THE PROBLEM
Switch "sample" to "example" in the part of the records that opens with the line containing "Query: brand logo on frame" and closes with the line containing "Give the mask of the brand". Reproduce only those lines, with nothing else altered.

EXCERPTED RECORDS
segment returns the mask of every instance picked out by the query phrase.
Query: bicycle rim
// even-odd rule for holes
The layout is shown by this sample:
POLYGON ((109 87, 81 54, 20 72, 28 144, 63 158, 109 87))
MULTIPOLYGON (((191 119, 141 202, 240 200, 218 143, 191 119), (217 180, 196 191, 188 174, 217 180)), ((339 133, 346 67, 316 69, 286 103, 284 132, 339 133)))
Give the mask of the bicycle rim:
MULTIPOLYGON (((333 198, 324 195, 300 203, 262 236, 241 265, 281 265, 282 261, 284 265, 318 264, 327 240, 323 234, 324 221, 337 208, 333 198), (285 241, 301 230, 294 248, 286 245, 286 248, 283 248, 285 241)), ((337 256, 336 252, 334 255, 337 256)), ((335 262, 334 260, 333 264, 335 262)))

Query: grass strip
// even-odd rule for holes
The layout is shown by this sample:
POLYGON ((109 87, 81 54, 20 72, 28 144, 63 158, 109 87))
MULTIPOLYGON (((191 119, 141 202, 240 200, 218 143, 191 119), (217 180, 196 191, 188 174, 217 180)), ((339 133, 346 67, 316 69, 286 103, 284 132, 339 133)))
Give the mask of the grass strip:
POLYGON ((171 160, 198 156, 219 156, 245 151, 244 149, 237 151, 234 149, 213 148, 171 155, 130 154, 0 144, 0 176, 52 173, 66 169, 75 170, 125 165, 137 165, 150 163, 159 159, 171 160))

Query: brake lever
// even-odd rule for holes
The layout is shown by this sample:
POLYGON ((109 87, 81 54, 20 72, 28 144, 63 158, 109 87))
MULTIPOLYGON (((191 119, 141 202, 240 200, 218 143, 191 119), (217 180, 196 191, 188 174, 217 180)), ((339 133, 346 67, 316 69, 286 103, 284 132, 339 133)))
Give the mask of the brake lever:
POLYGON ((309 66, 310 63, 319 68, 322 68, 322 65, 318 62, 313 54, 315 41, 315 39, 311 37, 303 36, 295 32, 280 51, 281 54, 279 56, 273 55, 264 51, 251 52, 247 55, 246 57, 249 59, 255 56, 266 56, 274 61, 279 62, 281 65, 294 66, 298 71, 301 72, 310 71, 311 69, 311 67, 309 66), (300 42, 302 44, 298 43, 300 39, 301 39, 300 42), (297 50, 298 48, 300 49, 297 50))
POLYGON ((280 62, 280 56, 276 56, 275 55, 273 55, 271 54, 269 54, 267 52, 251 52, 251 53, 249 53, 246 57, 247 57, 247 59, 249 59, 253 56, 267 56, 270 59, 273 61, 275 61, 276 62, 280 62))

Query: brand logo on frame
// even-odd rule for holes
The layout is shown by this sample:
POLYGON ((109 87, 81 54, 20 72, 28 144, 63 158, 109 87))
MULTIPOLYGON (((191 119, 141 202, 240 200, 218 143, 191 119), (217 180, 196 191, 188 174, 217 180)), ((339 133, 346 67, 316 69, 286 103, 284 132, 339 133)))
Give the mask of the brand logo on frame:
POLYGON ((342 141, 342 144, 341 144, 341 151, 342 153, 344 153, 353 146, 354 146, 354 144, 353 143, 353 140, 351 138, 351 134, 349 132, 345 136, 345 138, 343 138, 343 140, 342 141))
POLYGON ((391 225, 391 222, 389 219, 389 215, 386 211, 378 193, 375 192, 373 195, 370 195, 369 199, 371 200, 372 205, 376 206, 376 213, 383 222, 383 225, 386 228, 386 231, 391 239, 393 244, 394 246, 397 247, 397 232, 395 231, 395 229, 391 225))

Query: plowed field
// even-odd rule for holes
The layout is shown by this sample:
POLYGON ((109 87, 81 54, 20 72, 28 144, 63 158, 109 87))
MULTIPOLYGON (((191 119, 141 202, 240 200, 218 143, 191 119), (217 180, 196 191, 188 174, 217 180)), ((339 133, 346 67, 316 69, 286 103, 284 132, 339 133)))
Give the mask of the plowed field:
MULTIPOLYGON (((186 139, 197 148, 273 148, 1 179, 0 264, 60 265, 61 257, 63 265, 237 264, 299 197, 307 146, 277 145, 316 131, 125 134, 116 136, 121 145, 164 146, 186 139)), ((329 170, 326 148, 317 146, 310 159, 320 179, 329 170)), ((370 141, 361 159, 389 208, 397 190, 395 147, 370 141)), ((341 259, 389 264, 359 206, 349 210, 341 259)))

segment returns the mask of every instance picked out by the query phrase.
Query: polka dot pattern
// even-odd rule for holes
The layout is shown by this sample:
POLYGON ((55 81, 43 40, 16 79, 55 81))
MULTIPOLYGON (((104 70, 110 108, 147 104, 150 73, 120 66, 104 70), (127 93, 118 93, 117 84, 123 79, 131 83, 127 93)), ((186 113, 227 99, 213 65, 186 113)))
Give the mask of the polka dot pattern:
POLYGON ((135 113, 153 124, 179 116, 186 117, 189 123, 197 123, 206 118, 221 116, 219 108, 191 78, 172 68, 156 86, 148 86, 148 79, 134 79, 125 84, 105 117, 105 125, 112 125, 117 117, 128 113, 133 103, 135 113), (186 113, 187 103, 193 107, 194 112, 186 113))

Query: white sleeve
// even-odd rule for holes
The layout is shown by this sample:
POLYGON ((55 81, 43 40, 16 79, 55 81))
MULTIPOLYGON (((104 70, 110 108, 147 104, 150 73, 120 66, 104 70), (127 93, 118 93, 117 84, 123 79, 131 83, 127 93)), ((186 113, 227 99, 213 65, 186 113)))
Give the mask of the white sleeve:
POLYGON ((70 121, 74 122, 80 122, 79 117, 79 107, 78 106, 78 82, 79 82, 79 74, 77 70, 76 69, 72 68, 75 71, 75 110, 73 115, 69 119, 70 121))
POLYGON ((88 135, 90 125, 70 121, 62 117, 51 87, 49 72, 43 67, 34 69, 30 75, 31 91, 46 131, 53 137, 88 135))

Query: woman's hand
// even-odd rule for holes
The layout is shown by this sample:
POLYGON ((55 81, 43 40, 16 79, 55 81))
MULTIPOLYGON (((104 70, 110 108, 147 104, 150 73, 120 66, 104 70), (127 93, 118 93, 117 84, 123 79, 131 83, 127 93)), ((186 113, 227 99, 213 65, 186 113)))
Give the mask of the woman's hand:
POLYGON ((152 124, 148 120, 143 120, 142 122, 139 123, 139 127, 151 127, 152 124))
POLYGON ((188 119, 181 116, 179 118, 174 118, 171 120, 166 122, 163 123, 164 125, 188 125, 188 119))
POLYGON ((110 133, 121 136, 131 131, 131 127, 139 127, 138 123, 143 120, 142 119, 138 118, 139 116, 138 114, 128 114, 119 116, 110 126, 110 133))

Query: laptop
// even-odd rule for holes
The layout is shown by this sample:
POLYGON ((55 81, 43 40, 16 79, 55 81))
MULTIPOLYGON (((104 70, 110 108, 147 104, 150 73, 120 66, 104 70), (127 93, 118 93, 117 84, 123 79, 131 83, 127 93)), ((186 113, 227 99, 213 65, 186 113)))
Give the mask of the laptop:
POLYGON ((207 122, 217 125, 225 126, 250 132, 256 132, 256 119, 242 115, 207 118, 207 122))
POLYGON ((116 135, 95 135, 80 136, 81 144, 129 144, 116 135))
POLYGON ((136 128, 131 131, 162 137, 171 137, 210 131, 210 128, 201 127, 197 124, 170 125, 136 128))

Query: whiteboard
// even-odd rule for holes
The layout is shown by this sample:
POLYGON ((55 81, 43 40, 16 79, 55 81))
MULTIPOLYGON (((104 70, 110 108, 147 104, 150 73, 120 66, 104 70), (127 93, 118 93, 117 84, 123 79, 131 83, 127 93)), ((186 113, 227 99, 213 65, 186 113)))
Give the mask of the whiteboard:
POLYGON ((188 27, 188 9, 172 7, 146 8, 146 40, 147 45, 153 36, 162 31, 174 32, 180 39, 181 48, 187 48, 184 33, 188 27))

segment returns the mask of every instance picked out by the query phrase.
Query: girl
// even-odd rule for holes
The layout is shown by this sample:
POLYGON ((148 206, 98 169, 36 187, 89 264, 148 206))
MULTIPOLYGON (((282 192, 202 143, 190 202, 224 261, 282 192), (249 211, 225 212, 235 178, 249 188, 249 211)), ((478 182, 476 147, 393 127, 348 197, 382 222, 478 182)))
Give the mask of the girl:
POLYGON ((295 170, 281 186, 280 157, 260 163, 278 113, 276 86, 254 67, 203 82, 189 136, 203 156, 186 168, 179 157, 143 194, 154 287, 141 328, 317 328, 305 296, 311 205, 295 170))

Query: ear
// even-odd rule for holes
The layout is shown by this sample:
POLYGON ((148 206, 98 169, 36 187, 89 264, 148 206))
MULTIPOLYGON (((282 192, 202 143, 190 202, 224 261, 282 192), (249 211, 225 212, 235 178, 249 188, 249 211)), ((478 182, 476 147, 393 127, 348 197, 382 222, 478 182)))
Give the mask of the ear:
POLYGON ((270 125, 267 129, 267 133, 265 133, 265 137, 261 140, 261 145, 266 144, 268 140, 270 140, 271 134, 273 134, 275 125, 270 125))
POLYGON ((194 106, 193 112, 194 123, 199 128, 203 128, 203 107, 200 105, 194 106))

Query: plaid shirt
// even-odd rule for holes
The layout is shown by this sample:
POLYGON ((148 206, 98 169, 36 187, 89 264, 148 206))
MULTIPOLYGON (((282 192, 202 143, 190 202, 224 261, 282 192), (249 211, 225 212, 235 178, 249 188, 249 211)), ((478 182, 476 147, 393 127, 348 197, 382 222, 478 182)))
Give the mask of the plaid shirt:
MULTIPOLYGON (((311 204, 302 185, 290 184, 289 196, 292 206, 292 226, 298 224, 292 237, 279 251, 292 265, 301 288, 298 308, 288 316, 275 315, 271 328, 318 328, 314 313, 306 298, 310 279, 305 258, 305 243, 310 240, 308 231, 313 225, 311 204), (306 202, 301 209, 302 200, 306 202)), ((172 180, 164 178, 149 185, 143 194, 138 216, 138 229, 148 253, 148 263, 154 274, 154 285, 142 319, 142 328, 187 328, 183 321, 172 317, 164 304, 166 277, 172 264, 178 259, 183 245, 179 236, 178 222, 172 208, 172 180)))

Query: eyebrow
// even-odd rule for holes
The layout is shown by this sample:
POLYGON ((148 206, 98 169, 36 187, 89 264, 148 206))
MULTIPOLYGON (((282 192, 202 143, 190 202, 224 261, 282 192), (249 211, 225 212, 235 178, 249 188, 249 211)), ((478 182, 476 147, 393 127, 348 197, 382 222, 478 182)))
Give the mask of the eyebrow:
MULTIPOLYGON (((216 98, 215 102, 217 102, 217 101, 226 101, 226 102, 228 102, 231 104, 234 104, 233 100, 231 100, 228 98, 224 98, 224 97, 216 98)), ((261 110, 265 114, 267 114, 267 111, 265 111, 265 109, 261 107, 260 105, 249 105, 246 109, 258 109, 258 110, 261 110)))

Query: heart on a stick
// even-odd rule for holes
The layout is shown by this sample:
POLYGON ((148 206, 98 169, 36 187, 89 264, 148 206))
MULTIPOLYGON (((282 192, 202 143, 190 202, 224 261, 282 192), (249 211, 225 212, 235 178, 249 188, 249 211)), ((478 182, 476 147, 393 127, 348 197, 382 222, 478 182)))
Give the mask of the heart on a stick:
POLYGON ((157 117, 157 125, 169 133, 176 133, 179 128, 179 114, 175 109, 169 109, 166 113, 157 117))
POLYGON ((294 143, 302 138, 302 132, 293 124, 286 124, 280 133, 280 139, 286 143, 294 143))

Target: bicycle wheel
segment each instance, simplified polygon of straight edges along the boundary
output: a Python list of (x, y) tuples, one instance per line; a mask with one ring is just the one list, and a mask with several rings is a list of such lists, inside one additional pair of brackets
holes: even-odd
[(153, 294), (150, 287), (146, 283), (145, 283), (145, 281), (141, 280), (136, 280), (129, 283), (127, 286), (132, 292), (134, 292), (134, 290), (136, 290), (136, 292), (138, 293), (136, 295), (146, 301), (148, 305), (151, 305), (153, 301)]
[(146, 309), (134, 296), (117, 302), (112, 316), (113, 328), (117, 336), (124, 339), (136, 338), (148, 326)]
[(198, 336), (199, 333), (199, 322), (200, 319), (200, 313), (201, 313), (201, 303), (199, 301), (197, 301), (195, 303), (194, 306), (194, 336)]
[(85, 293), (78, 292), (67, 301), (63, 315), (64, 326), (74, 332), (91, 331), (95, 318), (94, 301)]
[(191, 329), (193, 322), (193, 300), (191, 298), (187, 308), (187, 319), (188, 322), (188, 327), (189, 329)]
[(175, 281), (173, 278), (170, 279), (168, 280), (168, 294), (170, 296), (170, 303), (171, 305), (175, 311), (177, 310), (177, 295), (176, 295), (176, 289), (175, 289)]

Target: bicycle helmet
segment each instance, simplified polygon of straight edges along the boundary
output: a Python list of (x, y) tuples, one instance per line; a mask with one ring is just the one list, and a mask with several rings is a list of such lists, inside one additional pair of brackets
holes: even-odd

THE COMPLETED TASK
Query: brand logo on frame
// even-odd rule for holes
The layout is shown by this example:
POLYGON ((109 87, 81 54, 20 72, 28 144, 63 158, 109 87))
MULTIPOLYGON (((191 119, 141 202, 240 200, 218 143, 191 119), (217 180, 196 191, 188 174, 217 180)), ((339 133, 346 67, 316 69, 286 103, 284 132, 339 133)))
Give the mask of the brand logo on frame:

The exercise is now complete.